### Task statement
Count how many lines of the items below contain the string "forearm", matching case exactly, and give only that number.

— Start Given records —

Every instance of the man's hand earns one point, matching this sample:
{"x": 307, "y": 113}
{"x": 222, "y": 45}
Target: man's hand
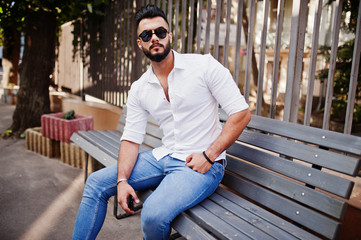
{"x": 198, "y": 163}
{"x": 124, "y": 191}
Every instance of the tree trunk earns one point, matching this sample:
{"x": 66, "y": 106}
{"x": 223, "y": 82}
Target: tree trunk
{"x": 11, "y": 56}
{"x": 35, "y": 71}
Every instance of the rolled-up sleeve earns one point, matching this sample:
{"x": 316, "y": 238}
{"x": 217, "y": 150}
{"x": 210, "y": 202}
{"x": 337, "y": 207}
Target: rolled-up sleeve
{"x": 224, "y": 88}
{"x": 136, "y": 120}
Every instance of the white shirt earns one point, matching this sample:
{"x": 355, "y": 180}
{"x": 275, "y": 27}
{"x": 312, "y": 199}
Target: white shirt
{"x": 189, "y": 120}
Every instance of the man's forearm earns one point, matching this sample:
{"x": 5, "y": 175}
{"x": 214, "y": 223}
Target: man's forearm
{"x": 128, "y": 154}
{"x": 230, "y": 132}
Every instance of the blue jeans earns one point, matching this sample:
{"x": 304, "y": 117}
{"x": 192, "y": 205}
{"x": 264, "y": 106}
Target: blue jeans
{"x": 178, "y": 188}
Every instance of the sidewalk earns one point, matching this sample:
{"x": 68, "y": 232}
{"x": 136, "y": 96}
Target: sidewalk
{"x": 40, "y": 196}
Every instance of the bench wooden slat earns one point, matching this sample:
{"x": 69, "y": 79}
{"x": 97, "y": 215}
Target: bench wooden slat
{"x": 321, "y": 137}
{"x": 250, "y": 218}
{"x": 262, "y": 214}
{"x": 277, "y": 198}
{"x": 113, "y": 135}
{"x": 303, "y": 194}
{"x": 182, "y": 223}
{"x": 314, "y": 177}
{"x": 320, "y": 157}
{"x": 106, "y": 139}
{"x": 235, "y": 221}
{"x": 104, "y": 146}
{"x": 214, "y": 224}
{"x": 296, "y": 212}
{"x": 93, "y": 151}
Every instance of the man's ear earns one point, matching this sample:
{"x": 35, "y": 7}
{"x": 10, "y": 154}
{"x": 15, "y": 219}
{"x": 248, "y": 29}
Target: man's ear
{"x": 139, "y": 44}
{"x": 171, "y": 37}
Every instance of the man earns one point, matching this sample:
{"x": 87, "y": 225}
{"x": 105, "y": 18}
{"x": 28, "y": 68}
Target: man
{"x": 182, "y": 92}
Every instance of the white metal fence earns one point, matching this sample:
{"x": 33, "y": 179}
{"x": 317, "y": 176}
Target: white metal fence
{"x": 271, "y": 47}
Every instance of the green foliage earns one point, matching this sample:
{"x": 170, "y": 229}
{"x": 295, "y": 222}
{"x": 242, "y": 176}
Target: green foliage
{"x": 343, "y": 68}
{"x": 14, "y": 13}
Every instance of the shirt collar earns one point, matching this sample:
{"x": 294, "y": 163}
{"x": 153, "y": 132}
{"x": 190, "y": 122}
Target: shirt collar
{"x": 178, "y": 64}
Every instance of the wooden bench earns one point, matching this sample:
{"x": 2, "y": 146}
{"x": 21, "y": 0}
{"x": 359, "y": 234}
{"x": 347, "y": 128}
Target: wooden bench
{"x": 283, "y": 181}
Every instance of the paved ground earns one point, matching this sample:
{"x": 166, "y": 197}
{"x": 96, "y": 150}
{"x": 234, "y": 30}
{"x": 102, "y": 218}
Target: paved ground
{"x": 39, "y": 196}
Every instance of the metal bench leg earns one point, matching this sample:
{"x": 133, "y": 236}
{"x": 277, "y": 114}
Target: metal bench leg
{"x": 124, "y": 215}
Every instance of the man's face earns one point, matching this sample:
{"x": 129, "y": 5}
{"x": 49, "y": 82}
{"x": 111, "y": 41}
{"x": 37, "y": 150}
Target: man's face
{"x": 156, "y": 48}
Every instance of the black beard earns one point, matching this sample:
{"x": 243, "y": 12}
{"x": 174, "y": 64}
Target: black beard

— End Given records —
— Start Given records —

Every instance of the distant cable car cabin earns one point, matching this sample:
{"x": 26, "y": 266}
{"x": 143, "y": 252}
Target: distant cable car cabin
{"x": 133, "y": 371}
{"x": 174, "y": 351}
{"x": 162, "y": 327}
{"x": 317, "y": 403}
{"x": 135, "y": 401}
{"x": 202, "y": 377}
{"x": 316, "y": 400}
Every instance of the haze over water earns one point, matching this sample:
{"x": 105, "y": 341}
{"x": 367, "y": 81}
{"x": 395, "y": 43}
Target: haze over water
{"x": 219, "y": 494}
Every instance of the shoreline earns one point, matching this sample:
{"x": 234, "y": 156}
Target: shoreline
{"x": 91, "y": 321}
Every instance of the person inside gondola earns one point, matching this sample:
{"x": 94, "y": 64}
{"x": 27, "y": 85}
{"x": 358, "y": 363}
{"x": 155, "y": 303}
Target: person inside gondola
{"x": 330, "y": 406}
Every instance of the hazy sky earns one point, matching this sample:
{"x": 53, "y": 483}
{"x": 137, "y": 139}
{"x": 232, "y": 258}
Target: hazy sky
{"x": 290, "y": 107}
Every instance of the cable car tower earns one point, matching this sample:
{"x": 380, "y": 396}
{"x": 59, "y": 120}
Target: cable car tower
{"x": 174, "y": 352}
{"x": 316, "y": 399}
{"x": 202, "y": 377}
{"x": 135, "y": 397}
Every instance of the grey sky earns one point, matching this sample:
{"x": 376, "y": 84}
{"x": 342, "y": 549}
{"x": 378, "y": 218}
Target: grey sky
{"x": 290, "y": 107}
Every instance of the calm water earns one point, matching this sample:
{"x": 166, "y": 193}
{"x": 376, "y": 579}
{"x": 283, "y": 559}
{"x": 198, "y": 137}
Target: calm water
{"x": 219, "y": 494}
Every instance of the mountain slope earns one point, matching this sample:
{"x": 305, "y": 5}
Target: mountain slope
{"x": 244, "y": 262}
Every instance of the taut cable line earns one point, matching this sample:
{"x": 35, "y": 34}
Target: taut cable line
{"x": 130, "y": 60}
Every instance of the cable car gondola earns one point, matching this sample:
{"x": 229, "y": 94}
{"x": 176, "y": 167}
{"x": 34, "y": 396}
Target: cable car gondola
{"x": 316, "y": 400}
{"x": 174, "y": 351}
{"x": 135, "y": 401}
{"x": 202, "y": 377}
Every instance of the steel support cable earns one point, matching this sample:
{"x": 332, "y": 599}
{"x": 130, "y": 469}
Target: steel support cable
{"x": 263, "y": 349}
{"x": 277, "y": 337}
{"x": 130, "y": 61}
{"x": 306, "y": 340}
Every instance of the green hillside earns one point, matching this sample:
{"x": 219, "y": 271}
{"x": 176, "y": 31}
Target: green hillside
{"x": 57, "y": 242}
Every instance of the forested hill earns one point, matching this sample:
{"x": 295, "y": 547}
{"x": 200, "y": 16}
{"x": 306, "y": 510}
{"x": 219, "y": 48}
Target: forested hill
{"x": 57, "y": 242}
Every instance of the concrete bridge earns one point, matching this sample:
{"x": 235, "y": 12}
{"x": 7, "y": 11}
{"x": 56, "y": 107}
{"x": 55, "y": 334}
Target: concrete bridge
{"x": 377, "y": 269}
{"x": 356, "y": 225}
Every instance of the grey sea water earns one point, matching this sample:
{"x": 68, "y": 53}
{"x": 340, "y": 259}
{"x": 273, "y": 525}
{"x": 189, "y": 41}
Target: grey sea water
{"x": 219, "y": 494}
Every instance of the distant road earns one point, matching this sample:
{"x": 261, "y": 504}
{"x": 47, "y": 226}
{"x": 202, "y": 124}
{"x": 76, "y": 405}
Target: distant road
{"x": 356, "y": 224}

— End Given records —

### Correct result
2